EXERCISE REQUIREMENTS
Once the pictures are removed, reproduce what is left of the data below exactly.

LISTED RECORDS
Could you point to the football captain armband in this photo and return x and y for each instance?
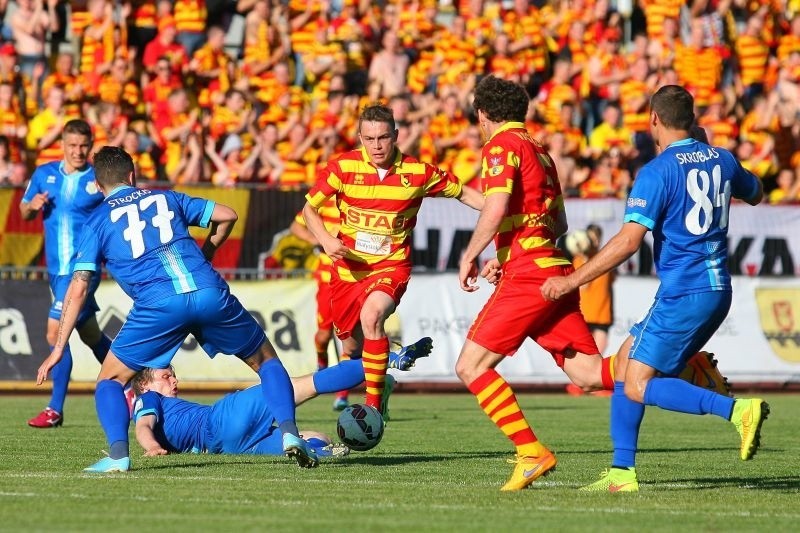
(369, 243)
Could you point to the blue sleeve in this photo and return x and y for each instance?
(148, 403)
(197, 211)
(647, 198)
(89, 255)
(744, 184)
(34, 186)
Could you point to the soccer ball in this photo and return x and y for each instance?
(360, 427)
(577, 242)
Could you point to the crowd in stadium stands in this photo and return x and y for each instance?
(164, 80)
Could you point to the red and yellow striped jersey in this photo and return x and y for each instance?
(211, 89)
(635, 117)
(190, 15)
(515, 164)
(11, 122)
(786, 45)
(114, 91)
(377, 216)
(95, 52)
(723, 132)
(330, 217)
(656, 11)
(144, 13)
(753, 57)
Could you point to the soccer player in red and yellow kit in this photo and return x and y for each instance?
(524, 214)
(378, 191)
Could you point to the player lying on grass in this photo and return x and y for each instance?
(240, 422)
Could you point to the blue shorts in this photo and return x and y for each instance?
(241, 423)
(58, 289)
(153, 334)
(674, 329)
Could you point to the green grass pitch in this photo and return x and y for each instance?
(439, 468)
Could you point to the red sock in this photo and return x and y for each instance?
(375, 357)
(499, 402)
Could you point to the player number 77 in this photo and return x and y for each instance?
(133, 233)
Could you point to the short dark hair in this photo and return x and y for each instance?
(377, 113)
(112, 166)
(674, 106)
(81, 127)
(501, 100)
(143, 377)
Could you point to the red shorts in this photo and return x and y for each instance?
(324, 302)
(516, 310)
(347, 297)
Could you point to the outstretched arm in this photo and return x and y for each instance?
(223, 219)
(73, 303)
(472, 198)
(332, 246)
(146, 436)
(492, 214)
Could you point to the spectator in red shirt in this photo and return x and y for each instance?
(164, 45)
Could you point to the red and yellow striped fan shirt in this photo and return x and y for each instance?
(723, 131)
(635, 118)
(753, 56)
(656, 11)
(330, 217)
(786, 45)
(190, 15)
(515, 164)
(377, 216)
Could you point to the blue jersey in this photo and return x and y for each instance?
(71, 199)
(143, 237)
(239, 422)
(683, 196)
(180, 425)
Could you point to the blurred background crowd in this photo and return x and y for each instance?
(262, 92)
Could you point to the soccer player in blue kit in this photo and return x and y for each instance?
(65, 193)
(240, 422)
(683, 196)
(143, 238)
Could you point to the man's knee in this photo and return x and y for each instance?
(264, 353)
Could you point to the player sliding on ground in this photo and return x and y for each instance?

ANSWER BOX
Could you point to the football captain armband in this photo and return x and y for each instance?
(369, 243)
Could you point to the blue sleeve in this photo and return x and y for each instance?
(148, 403)
(197, 211)
(647, 198)
(89, 255)
(744, 184)
(34, 186)
Could you point to the soccer ball in this photo and return x and y for each instance?
(360, 427)
(577, 242)
Could you point to the crowd in stadium stands in this photo and return x and y for each instance?
(164, 80)
Could you point to the red and yellow striped jersey in this photo and return x and y for each instance?
(211, 89)
(635, 117)
(190, 15)
(515, 164)
(11, 122)
(786, 45)
(114, 91)
(377, 216)
(95, 52)
(723, 132)
(330, 217)
(656, 11)
(144, 13)
(753, 57)
Could you point to the soccer player in red and yellow kit in this photo and return x and y for each instance?
(524, 214)
(378, 191)
Could you point to the player lying on grass in this photo and return x and y for each instance?
(240, 422)
Could you point to the blue shorts in this photo and return x and y for each instance?
(241, 423)
(58, 289)
(153, 334)
(674, 329)
Could you point to the green grass pitch in this photo and return x and y for each instance?
(439, 468)
Could you point to the red sock in this photo and return x and y for each instance?
(375, 357)
(499, 402)
Could you point to the player number 77 in this photo and return x and y for each instance?
(133, 233)
Could you point to the short dark hair in this photo and return x and y for each instance?
(377, 113)
(112, 166)
(674, 106)
(81, 127)
(501, 100)
(143, 377)
Could you point to the red shorts in this photo and return x and y for each instance?
(324, 302)
(516, 310)
(347, 297)
Could you point to the outstretched arm in this photo and return x and y for each instance?
(223, 219)
(73, 303)
(472, 198)
(332, 246)
(146, 436)
(492, 214)
Could you point to the spectator in red shirt in this photo and return x and y for each instance?
(164, 45)
Could you point to the red and yellow striped fan shirt in this photo and return x and y for each instance?
(723, 131)
(635, 118)
(753, 56)
(656, 11)
(330, 217)
(786, 45)
(190, 15)
(515, 164)
(377, 216)
Could you point to the blue jersey in this photo and return x and y for each instance?
(71, 199)
(143, 237)
(239, 422)
(683, 196)
(180, 425)
Could you point to the blurred background crowd in this photo and return x and y for each instance?
(262, 92)
Could you point to the soccer player in blue kit in this photo and return x and y for each instance?
(65, 193)
(240, 422)
(683, 196)
(143, 238)
Could you point to the man's knee in this photo and return x and y for each instance?
(264, 353)
Could you point to the player sliding on ground in this photo and return x and y for each instance?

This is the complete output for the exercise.